Task
Please check the Tuscaloosa airport text: in what year did American Eagle end its operations there?

Extract provided
This plan contains a number of goals, from securing federal funding to aid with runway expansion and improvements to the airport’s terminal to, ultimately, finding federal dollars to assist with the recruitment and retention of a passenger airline.

It also includes increases for fuel, landing and special event fees that will be tied to the weight of aircraft.

Increasing these fees is meant to help keep as much as the airport’s annual $800,000 to $1 million in operating costs off the shoulders of local taxpayers while ensuring larger and heavier aircraft pay their fair share.

“We’re not trying to go after any of your smaller aircraft,” said Airport Manager Jeff Powell, noting that many of these fees will not apply to planes weighing less than 6,000 pounds.

David Pass, chair of the Tuscaloosa National Airport Committee and member of the city’s Airport Advisory Committee, said the strategic operating plan has three primary focal points: maintaining financial sustainability for the airport, positioning the airport for economic development and growth across Tuscaloosa region, and recruiting commercial air service.

“On behalf of the committee, the recommendations you have today are unanimous,” Pass said.

Now known as the Tuscaloosa National Airport, this facility was acquired by the city at the end of World War II.

The 724-acre property includes two runways, two fixed-base operators, a flight school and a car rental facility.

The airport was home to commercial airline service for about 50 years before American Eagle, a regional subsidiary of American Airlines, ceased operations in 1997. Other airlines through the years offered daily flights to regional hubs like Atlanta, Georgia; Jackson, Mississippi; and Memphis, Tennessee.

In 2006, the city paid the Boyd Group consulting firm $8,500 to help lure air service here. After three years, the group was unable to find an interested provider, with easy access to the Birmingham airport via interstate as one of main drawbacks.

Efforts were renewed in earnest in 2016, when the City Council contracted with Sixel Consultants Group to help lure a passenger airline while advising on upgrades to the airport’s existing facilities in order to accommodate the service.

The city paid Sixel Consultants $5,500 to meet with various airlines in an effort to entice one to operate in Tuscaloosa and another $7,500 to consult on what upgrades the airport will need.

Data section
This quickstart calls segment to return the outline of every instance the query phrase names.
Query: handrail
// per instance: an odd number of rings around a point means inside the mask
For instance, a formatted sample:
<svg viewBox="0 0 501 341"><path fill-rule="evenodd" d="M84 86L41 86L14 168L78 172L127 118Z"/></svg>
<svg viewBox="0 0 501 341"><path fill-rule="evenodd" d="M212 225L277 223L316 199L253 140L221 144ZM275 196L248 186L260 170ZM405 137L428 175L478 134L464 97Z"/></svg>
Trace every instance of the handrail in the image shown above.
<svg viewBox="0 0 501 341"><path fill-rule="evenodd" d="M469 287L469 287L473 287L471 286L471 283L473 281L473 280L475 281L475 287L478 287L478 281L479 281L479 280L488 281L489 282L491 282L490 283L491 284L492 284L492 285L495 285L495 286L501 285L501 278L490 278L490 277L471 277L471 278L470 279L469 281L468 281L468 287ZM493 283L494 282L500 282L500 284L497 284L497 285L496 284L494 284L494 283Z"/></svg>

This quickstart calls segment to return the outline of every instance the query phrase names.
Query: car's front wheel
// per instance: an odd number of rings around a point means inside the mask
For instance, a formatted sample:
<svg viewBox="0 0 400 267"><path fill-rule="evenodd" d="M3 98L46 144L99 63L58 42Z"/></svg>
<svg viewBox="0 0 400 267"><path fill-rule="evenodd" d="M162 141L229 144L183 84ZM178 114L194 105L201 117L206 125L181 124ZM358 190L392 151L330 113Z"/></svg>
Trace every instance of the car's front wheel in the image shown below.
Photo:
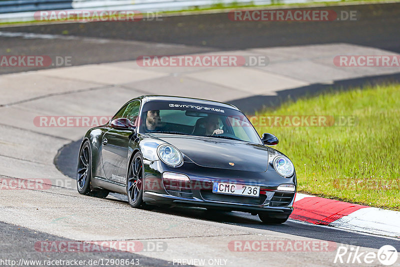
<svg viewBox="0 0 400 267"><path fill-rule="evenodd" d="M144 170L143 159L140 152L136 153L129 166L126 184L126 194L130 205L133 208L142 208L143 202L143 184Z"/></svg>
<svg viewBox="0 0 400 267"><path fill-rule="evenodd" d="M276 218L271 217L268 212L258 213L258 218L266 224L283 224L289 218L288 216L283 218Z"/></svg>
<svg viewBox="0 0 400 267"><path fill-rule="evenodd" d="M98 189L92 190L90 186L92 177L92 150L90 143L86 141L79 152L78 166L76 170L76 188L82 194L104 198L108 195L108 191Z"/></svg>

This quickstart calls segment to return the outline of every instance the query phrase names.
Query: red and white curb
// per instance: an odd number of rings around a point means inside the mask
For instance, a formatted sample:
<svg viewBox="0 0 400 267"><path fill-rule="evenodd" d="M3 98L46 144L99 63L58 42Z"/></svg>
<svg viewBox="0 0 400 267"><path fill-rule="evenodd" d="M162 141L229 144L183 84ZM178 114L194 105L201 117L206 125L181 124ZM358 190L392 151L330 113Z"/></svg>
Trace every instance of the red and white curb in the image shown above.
* * *
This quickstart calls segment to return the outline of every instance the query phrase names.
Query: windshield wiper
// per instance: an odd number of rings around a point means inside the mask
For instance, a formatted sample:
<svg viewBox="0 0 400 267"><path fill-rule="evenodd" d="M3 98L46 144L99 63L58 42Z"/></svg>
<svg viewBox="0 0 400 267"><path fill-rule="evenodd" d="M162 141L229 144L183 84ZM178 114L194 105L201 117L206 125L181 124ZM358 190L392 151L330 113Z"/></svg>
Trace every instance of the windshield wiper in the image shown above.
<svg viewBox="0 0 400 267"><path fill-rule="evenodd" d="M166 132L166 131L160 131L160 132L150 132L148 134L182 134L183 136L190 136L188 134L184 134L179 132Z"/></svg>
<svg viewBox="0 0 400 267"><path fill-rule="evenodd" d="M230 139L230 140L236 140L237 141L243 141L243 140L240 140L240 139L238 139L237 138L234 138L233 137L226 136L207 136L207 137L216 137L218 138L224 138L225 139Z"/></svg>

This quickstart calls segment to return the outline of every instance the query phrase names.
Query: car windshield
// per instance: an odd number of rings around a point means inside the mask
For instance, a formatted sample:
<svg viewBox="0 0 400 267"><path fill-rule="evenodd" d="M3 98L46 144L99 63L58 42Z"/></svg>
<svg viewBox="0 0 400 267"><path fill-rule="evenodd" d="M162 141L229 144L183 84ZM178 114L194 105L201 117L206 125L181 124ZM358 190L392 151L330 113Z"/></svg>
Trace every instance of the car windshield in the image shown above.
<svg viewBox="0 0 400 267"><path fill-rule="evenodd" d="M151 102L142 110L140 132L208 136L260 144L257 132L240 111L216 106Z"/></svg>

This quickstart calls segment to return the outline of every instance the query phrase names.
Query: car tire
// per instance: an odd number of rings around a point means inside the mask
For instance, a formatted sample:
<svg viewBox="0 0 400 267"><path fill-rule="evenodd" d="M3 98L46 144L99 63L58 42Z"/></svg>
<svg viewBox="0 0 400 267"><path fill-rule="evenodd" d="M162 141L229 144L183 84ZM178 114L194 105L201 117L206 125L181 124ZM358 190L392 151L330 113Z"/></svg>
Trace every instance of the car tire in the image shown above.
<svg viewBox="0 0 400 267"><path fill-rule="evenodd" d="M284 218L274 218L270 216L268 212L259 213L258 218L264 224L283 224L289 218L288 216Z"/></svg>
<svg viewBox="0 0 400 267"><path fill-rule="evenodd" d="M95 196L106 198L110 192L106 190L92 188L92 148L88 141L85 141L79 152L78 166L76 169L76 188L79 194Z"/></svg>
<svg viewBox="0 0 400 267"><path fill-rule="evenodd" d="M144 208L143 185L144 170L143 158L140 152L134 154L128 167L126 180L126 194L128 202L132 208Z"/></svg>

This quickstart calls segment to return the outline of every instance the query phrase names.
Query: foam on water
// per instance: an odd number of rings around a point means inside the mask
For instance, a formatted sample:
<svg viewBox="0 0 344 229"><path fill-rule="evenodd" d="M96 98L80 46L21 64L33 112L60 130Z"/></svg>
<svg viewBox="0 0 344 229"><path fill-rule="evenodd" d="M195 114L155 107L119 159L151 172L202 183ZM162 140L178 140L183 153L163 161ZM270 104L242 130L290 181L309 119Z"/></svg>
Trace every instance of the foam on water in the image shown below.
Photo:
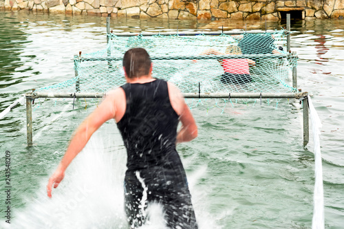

Task response
1997